▶ _GOAL OF THE EXERCISE_:
Reproduce each line, exactly, from the one containing "If you could identify the dog's eye" through the end of the material. Exclude pictures.

— BEGIN GIVEN RECORDS —

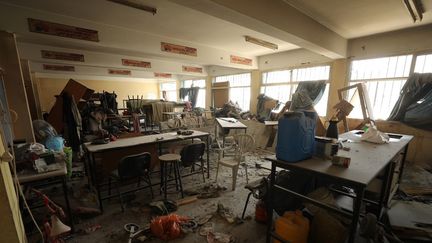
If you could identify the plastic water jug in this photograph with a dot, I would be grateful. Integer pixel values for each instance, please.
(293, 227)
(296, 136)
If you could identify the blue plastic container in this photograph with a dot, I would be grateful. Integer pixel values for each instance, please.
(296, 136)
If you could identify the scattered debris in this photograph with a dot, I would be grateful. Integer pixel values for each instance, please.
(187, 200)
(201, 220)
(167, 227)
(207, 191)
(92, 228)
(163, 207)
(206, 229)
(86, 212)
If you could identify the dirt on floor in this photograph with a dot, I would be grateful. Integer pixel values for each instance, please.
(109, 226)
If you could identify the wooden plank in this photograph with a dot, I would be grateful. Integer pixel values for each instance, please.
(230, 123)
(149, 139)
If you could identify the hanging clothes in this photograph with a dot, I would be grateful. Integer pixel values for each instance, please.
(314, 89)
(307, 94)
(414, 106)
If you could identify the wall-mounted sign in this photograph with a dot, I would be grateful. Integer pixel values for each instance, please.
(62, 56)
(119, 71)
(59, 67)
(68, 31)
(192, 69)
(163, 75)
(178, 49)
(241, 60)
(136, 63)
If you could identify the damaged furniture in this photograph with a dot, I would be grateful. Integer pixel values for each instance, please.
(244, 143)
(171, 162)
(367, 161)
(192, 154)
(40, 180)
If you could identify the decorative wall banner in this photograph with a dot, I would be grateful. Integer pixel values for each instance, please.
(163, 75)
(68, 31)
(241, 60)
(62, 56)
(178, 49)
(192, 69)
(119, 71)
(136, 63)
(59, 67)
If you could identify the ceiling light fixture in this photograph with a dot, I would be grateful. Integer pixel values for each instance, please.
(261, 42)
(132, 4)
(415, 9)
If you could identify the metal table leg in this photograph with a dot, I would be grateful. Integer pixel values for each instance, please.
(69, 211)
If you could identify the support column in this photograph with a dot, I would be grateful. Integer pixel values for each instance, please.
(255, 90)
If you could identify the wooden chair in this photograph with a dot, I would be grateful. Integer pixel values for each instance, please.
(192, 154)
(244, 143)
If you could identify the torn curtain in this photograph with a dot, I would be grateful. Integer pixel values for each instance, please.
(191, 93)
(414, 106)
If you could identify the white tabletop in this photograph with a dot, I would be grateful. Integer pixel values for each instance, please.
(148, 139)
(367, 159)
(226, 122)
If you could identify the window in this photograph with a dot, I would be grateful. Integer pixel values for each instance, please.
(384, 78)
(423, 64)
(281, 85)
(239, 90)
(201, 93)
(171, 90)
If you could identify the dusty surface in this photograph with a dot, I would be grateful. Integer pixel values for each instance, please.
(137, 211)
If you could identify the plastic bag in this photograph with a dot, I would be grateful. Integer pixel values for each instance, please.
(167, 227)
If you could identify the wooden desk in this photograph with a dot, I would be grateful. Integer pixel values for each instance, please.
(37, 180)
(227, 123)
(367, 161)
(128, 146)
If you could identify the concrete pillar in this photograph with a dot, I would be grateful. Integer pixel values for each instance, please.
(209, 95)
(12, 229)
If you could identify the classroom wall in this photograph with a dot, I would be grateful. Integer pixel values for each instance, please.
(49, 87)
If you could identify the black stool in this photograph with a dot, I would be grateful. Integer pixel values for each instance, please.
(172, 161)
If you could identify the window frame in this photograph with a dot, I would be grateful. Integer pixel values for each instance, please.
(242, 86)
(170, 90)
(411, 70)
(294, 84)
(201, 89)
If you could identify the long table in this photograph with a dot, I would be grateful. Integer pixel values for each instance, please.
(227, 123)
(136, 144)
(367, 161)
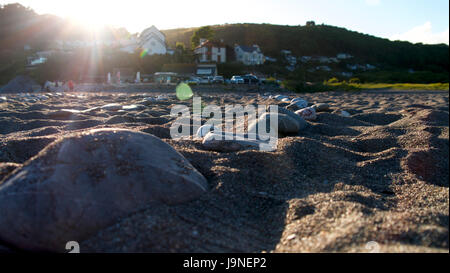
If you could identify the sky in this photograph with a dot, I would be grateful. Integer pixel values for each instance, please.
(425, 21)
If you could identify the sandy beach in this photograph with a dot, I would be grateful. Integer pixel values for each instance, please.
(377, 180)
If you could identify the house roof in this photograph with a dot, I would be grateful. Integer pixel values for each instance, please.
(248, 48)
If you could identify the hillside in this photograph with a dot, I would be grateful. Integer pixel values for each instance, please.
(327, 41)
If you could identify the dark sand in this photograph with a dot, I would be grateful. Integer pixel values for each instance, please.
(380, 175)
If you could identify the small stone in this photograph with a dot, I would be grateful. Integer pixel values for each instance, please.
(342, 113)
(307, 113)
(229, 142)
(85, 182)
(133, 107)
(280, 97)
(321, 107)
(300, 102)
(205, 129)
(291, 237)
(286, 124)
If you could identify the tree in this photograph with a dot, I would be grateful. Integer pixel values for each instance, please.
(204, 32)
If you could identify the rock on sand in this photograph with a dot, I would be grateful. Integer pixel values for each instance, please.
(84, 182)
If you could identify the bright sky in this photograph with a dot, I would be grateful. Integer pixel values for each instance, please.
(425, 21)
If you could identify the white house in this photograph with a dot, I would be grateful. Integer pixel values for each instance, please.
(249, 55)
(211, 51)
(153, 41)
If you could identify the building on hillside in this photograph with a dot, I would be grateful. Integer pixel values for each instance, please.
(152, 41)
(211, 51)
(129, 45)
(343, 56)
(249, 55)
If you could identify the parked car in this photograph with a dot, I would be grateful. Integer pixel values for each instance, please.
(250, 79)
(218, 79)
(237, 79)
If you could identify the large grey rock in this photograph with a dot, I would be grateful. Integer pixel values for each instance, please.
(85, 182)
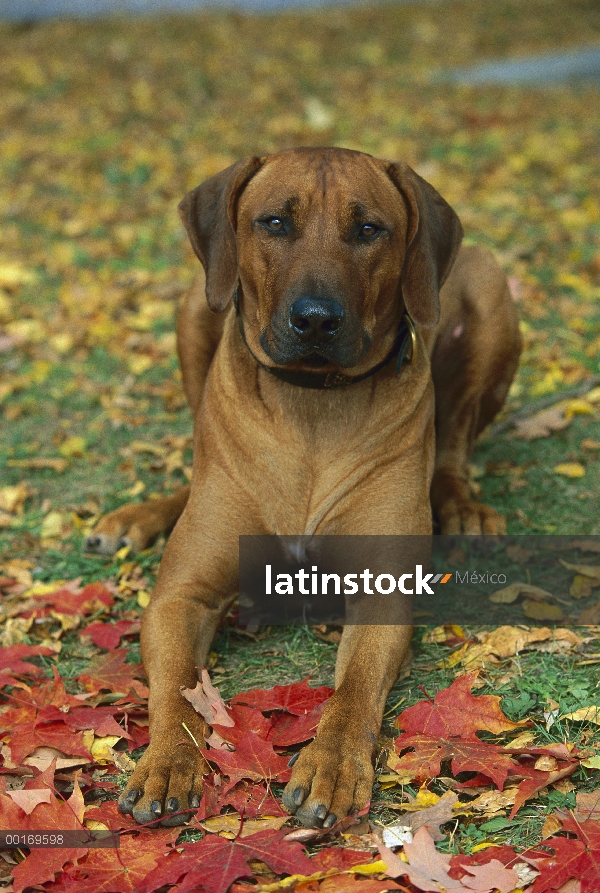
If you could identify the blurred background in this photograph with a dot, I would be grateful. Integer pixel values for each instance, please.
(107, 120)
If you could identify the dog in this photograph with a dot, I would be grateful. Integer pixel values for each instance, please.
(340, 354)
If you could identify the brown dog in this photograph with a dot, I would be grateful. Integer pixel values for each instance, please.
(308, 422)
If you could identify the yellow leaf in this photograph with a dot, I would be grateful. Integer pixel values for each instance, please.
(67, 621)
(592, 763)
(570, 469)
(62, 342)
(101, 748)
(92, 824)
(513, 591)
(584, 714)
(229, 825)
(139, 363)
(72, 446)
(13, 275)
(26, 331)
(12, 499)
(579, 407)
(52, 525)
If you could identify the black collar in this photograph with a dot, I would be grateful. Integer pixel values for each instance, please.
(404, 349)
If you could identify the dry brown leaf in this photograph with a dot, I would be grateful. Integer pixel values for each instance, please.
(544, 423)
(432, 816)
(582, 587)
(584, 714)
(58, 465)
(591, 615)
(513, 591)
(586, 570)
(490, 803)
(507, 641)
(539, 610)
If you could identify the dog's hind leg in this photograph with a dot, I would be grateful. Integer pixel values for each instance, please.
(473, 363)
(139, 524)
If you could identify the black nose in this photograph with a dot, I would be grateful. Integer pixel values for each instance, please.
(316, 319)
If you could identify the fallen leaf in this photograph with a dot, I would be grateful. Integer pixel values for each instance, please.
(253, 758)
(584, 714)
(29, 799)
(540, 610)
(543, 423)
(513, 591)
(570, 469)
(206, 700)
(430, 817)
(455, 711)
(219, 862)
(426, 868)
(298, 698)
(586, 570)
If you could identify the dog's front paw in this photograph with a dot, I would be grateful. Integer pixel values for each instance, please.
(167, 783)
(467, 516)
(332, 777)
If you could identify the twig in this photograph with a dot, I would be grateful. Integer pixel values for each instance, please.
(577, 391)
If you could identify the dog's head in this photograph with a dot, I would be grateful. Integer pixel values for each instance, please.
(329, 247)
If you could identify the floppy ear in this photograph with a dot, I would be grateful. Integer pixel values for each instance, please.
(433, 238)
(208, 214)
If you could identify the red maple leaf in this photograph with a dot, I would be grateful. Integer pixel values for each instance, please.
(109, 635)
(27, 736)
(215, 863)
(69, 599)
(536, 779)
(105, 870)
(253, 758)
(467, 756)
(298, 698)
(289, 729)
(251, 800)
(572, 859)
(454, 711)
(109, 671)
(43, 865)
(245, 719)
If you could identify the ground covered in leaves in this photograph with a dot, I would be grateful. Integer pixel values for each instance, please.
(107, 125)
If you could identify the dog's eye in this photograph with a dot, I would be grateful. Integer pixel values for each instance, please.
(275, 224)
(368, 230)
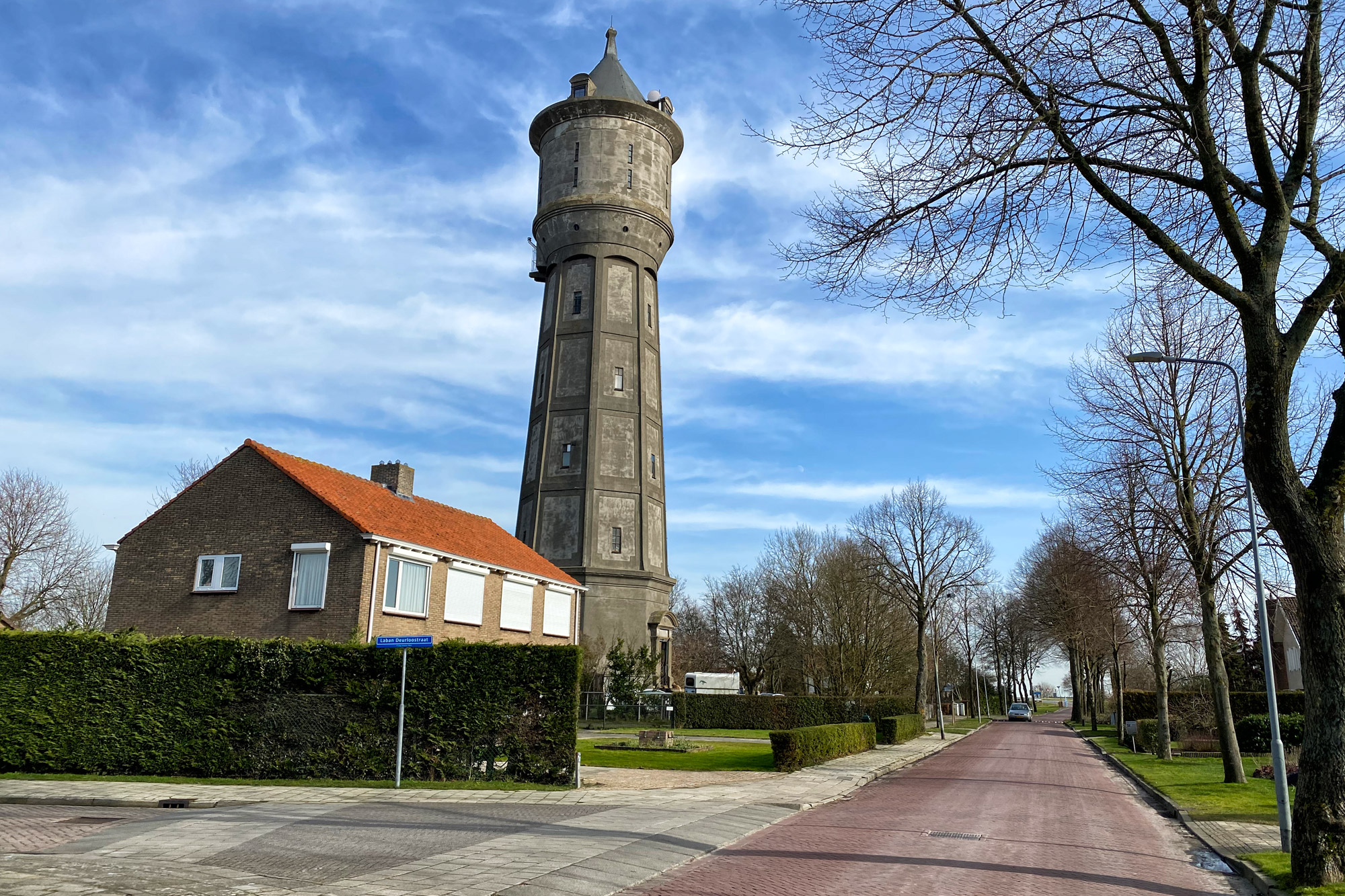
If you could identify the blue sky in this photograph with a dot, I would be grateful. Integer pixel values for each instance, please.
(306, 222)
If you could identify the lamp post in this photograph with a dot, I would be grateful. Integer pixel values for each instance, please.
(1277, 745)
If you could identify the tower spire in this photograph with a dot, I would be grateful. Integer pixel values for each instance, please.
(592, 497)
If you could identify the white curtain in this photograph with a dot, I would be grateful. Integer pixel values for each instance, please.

— END GIVEN RECORDS —

▶ _ANSWER TO THIS PROBLEM_:
If you could identify the dog's eye in this photograph with a dot, I would be grateful. Integer pixel values for each instance, please.
(275, 224)
(368, 230)
If you could identify the blue sky in this photograph with a dot, I would be grateful. Integer pixel values for each instance, please.
(306, 222)
If you could identify the lamp post in this photograph with a dot, I would be grateful. Integer pixel values for each instance, please.
(1277, 745)
If you could identify the tower spire in this photograph with a dot, I would be grateful. Integer pixel values for each instance, please.
(592, 497)
If you could identify the white curtain in this photograph with a dot, I would be grateful. Integer pixel values for each instance, please.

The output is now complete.